• **What to work on**
Pick out every line in the rows below that contains the word "player" and copy each one. Case counts.
"""
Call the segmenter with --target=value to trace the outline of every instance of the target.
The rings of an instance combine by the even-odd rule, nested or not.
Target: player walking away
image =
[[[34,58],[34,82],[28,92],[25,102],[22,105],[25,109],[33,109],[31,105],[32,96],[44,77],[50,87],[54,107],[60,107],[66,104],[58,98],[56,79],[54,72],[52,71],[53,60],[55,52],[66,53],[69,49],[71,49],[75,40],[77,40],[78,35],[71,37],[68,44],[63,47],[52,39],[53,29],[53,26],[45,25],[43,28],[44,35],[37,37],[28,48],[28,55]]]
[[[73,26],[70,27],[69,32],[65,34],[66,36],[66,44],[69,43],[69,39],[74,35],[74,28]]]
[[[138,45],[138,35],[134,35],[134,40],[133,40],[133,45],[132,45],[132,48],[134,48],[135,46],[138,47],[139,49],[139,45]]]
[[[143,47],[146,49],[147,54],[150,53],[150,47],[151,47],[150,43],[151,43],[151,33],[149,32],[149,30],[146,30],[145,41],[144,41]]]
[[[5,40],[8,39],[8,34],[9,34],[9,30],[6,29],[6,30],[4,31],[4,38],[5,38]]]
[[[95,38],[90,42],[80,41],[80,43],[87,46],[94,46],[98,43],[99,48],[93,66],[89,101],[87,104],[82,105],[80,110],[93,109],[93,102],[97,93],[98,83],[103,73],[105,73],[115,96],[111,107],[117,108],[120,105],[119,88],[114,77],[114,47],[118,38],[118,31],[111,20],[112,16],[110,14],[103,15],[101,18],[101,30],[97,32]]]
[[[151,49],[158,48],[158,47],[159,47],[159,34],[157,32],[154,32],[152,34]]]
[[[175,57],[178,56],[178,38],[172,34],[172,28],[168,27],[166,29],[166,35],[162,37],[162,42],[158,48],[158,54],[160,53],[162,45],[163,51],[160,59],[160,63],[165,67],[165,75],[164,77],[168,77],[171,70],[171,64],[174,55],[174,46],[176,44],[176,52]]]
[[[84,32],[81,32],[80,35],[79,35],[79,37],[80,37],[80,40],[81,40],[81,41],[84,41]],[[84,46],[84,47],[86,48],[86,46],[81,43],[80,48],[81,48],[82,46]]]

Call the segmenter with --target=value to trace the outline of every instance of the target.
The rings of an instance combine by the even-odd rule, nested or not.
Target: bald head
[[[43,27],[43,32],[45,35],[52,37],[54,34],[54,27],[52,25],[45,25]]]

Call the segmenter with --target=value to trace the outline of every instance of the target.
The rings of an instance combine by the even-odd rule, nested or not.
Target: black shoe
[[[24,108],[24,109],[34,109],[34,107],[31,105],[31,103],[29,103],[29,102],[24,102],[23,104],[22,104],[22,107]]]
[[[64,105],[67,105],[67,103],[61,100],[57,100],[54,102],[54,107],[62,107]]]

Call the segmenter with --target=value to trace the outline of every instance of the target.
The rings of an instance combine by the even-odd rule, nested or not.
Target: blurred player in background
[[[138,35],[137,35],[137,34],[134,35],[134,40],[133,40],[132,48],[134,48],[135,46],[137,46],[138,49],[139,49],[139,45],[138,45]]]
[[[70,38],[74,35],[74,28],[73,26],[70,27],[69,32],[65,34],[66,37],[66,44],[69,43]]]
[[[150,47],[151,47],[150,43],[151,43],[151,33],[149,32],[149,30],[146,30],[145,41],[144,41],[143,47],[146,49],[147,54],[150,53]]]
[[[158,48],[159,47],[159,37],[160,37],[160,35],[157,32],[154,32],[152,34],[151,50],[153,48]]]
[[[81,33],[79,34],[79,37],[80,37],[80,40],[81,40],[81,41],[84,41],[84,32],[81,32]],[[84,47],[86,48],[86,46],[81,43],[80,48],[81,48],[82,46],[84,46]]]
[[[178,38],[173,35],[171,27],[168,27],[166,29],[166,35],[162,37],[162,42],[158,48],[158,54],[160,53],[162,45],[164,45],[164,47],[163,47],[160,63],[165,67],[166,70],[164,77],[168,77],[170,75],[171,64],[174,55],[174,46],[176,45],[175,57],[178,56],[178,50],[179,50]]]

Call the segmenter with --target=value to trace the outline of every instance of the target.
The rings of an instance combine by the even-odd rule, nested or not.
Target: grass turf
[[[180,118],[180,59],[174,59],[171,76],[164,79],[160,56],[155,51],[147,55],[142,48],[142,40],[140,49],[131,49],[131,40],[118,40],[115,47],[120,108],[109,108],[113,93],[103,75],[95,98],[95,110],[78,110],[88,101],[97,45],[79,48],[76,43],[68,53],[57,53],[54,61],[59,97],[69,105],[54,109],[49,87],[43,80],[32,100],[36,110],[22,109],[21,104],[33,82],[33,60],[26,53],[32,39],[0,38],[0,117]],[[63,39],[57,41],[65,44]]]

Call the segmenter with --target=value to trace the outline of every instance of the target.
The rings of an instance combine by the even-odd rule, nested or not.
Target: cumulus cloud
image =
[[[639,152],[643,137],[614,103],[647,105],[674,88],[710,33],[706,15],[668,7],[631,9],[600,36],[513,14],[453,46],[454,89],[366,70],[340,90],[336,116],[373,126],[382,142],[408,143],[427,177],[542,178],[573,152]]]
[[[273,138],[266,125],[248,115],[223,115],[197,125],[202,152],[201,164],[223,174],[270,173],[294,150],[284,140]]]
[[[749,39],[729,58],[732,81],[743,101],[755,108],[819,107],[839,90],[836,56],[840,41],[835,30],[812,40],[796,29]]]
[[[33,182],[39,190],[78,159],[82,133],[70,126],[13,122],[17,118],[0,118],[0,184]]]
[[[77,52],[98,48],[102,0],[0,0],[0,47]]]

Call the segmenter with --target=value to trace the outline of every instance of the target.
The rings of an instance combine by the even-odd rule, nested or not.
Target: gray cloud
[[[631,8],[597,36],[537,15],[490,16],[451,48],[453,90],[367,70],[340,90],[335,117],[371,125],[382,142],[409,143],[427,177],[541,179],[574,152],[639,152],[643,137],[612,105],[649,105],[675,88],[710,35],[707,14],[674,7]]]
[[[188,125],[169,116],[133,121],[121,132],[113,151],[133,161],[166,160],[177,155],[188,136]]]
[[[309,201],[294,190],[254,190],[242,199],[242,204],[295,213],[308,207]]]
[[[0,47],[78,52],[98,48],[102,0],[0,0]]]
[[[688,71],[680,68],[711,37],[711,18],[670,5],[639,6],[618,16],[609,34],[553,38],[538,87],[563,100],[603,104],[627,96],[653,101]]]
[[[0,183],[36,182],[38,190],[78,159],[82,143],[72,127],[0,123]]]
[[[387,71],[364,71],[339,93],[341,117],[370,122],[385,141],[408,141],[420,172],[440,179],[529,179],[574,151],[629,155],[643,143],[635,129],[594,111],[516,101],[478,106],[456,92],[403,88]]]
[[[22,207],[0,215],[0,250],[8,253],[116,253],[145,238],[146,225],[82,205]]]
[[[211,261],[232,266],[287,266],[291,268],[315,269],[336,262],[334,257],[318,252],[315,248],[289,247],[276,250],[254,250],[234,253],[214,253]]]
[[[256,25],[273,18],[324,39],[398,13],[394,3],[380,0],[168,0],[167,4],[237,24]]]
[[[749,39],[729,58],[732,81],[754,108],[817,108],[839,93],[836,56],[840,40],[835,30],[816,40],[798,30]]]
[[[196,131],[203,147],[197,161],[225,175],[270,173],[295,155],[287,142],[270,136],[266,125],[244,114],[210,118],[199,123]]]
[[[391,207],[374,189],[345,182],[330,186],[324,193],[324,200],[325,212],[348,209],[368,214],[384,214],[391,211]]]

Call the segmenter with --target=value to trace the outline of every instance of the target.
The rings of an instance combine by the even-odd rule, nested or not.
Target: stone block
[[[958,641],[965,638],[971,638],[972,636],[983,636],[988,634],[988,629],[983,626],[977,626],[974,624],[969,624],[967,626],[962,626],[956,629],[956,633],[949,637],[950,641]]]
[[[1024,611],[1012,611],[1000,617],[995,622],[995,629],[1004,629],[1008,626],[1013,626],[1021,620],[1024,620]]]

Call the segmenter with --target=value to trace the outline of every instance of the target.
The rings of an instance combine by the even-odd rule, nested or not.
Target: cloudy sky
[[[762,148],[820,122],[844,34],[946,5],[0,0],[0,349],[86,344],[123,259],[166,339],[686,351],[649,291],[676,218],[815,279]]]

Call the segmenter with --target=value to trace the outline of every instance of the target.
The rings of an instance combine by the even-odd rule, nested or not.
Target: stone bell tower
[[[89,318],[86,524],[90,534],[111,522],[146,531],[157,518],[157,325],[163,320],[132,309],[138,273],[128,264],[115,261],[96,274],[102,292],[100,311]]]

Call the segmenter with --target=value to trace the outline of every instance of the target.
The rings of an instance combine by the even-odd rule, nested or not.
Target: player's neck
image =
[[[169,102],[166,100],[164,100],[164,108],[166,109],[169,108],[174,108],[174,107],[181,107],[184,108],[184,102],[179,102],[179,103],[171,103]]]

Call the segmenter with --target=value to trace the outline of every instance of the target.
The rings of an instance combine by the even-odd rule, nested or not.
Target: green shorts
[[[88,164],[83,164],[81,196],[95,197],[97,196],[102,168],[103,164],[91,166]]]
"""
• **Task output**
Target: player walking away
Target: blurred player in background
Target: player's neck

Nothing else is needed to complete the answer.